# [Supplied material]
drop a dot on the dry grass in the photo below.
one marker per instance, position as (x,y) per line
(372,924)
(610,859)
---
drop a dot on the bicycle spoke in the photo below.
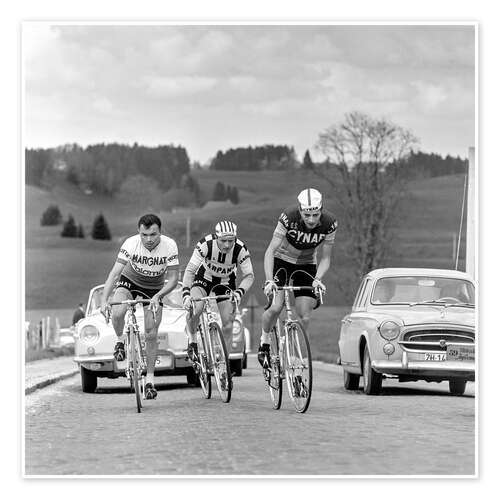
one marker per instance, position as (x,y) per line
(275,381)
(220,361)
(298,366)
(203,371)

# [Short exercise]
Select every line of the records that contains the word "photo", matching case exactly.

# [Output for this task]
drop a dot on the dry grass in the photo below.
drop a dot on the bicycle spoke in the photo below.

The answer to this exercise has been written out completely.